=== DIRECTIVE ===
Write out the entries, please, from the line containing "Exercise. Point to every instance of the white sign" through their final line, exactly and with nothing else.

=== TASK INPUTS ===
⁂

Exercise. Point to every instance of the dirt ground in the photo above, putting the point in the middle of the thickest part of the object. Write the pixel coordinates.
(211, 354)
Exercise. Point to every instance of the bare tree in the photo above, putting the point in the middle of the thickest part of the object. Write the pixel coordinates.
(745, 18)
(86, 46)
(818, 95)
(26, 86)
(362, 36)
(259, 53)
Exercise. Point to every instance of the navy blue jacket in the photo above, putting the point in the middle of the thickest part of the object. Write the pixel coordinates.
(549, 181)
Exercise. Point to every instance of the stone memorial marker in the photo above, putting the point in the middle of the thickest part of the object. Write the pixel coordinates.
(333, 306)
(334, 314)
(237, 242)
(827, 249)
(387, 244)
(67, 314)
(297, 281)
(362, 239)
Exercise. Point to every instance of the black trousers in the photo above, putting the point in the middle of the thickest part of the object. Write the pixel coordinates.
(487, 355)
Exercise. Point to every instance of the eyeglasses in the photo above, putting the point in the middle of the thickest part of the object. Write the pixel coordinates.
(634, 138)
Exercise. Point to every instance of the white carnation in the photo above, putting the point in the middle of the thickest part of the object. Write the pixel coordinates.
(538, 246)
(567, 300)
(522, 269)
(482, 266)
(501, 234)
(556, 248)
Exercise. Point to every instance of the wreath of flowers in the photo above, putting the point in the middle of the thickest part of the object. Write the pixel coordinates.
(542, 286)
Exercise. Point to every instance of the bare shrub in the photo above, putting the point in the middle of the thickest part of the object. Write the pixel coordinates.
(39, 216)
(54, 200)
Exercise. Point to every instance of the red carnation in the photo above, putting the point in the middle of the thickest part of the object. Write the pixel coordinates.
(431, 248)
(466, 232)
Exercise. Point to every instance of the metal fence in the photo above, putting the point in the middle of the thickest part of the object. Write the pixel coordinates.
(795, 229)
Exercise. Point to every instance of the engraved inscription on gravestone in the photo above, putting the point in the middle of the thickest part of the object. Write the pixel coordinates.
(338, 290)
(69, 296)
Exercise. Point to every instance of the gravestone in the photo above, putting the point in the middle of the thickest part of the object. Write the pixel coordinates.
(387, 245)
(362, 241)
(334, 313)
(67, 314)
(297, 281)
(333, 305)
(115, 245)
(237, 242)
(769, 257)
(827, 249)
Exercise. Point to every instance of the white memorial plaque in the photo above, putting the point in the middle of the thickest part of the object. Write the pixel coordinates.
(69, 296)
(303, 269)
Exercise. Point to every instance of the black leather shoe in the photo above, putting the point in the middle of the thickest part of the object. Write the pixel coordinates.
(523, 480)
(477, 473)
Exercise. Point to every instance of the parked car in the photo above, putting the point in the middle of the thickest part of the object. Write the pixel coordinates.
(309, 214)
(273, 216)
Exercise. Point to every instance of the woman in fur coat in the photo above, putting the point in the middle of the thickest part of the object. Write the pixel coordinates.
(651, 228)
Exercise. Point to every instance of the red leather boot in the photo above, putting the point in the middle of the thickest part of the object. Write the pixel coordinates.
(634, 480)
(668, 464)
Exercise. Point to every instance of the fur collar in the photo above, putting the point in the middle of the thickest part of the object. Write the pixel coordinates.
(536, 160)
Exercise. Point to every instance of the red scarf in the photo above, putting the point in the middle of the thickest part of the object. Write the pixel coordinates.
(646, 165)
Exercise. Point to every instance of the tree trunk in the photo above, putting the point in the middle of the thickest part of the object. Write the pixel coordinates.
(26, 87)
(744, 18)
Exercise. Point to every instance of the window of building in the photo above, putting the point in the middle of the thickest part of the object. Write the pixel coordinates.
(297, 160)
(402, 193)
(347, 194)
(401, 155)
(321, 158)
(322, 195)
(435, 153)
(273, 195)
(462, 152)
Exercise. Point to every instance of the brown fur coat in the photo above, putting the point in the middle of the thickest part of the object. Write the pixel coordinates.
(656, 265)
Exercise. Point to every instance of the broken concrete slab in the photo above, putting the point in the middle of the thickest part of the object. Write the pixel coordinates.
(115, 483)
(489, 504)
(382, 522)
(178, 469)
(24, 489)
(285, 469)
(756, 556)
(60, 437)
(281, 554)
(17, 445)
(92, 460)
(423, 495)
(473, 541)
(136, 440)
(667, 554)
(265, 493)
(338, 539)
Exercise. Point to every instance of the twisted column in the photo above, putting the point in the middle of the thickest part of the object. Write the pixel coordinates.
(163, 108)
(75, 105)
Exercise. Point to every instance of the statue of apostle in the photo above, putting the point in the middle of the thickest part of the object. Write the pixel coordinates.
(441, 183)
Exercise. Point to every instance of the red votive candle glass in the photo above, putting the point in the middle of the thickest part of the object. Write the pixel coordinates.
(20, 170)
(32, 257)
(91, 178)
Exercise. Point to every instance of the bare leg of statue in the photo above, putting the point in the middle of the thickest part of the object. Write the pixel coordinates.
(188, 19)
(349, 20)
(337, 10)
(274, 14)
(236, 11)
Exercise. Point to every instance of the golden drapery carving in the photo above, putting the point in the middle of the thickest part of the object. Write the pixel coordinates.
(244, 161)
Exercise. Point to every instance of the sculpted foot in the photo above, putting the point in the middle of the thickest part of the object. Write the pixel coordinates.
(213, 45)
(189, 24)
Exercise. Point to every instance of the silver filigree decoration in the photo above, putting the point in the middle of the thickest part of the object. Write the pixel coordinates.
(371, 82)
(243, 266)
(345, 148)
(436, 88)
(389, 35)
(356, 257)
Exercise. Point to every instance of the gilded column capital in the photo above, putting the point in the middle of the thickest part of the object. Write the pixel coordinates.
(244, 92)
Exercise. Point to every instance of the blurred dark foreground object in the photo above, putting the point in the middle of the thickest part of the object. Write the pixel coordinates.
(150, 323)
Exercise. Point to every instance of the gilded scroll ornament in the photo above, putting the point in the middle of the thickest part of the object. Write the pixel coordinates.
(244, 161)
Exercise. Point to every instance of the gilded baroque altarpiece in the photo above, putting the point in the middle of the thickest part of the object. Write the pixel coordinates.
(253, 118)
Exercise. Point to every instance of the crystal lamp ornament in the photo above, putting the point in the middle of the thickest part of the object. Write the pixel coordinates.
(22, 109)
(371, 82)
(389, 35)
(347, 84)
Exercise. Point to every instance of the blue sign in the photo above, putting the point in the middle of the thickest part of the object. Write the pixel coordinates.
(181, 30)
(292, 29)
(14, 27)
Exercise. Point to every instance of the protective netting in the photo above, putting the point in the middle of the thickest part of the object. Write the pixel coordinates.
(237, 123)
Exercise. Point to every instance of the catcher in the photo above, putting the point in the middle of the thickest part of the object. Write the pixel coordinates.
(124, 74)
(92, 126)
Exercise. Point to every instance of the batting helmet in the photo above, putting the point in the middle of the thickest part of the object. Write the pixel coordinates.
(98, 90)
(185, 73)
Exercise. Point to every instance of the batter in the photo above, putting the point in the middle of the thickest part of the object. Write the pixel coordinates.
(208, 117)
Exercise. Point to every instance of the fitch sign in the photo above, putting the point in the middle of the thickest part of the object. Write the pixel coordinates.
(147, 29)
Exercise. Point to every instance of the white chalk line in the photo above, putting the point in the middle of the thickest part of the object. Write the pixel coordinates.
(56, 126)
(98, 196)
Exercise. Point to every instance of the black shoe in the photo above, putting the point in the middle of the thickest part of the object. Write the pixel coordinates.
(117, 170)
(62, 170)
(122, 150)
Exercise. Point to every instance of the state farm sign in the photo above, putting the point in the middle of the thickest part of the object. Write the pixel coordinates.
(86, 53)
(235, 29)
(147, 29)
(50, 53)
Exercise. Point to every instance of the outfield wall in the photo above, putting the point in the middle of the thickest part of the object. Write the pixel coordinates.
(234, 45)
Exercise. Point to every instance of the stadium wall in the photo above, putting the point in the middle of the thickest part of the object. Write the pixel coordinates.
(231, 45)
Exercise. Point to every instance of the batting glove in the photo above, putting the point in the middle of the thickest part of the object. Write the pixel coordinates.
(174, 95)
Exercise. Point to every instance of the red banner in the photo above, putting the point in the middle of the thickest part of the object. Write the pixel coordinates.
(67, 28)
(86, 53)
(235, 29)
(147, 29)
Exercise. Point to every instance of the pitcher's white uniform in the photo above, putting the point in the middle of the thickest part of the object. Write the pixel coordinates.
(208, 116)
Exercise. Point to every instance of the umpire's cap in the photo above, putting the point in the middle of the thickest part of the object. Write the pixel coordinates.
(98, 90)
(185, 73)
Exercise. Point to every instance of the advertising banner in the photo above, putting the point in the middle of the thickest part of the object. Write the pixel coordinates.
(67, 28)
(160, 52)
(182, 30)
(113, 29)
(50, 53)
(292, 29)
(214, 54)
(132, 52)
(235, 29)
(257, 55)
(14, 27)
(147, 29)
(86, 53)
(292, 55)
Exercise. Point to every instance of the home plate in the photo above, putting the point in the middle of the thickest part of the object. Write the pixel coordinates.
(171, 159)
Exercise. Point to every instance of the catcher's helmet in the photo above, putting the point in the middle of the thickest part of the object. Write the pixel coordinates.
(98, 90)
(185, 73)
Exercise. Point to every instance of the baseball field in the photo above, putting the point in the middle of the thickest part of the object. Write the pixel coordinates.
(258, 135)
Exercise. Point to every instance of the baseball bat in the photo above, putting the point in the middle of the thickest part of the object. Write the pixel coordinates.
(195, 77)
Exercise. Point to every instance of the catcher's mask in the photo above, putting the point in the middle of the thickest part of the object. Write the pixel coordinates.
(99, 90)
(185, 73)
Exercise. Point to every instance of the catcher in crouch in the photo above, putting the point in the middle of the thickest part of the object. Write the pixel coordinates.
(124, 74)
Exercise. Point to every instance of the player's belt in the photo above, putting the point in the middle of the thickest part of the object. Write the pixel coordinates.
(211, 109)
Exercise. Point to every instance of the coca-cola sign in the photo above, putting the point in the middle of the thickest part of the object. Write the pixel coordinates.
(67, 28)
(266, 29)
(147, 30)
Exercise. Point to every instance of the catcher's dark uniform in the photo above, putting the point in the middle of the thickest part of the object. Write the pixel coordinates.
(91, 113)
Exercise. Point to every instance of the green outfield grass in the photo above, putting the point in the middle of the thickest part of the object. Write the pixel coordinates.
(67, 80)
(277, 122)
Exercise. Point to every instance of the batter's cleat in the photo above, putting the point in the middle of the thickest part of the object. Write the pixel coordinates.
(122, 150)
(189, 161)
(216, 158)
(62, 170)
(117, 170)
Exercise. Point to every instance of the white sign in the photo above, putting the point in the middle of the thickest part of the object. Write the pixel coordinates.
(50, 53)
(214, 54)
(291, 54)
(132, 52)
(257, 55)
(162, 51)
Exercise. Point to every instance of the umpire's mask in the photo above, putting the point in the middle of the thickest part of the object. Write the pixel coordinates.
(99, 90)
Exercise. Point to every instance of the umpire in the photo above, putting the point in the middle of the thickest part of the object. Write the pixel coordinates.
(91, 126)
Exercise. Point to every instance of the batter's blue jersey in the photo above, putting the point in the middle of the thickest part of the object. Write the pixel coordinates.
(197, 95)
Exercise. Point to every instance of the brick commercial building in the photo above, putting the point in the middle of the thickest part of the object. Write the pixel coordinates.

⁂

=== WRITTEN RESPONSE ===
Exercise. Point to every instance of the white sign in the photo above, putting the point in the middle of the thickest part of the object. Write the pixel coordinates.
(50, 53)
(214, 54)
(291, 54)
(132, 52)
(257, 55)
(162, 51)
Exercise. Point to every instance of the umpire's mask in the photo above, putting the point in the middle of the thickest part of the object. Write the pixel coordinates.
(99, 90)
Exercise. Point to every instance of the umpire in the photo above, putting the point in the middle of the thickest part of the object. Write the pixel coordinates.
(91, 126)
Exercise. Point to every instance of the batter's blue jersey in the photo above, putting the point in the middle of the thickest part of the object. Write the pixel coordinates.
(197, 95)
Exercise. Point to every instance of the brick commercial building in the photo above, putting the point in the middle of the thickest part of the object. Write the pixel coordinates.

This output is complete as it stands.